The pasting theorem for (∞, n)-categories extends to directed complexes with frame-acyclic molecules.

A machine-rendered reading of the paper's core claim, the machinery that carries it, and where it could break.

This paper extends Campion's pasting theorem for (∞, n)-categories to a broader class of polygraphs called directed complexes with frame-acyclic molecules. A sympathetic reader would care because the enlargement brings the theorem to every polygraph that arises from a semi-simplicial set and makes a large subclass compatible with the Gray tensor product. The work also compares these directed complexes with Henry's regular polygraphs and proves they coincide exactly through dimension 3. As a direct consequence the pasting theorem now holds for all regular 3-polygraphs.

Core claim

We prove that Campion's pasting theorem applies to the class of directed complexes with frame-acyclic molecules. This class contains every polygraph presented by a semi-simplicial set. A large subclass of these complexes is compatible with the Gray tensor product. Directed complexes and regular polygraphs coincide up to dimension 3, so the pasting theorem holds for regular 3-polygraphs.

What carries the argument

Directed complexes with frame-acyclic molecules, the enlarged class of polygraphs that satisfy the acyclicity conditions needed for pasting to be well-defined.

If this is right

  • The pasting theorem applies to any polygraph presented by a semi-simplicial set.
  • A large subclass of directed complexes with frame-acyclic molecules is compatible with the Gray tensor product.
  • The pasting theorem applies to the class of regular 3-polygraphs.
  • Directed complexes and Henry's regular polygraphs coincide exactly up to dimension 3.

Where Pith is reading between the lines

These are editorial extensions of the paper, not claims the author makes directly.

  • Pasting constructions become available in any model of higher categories that uses semi-simplicial presentations.
  • Compatibility with the Gray tensor product opens the possibility of composing diagrams across different dimensions in these structures.
  • Checking whether the coincidence with regular polygraphs continues beyond dimension 3 would clarify the relationship between the two models.

Load-bearing premise

Directed complexes with frame-acyclic molecules must satisfy the technical conditions that Campion's original pasting theorem requires.

What would settle it

A concrete counterexample consisting of a directed complex with frame-acyclic molecules in dimension 4 or higher where two distinct pastings of the same diagram yield different composites would show the extension fails.

read the original abstract

We extend Campion's pasting theorem for $(\infty, n)$-categories to a larger class of polygraphs, called the directed complexes with frame-acyclic molecules. It follows, for instance, that this pasting theorem applies to any polygraph presented by a semi-simplicial set, and that a large subclass of directed complexes with frame-acyclic molecules is compatible with the Gray tensor product. We also set up a comparison between directed complexes and Henry's regular polygraphs, and show that they coincide up to dimension $3$. As a corollary of our main results, the pasting theorem also applies to the class of regular $3$-polygraphs.

Editorial analysis

A structured set of objections, weighed in public.

Desk editor's note, referee report, simulated authors' rebuttal, and a circularity audit. Tearing a paper down is the easy half of reading it; the pith above is the substance, this is the friction.

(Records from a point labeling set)
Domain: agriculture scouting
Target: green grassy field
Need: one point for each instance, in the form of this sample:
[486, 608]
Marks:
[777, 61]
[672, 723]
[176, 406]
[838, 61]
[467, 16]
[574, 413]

- [What you will do]:
Answer these questions using the paper summary.
1. Up to which dimension do directed complexes and Henry's regular polygraphs coincide?
2. Which tensor product is a large subclass of directed complexes with frame-acyclic molecules compatible with?
3. In what dimension would a counterexample need to occur to show that the extension fails?

- [Response]:
1. Dimension 3.
2. The Gray tensor product.
3. Dimension 4 or higher.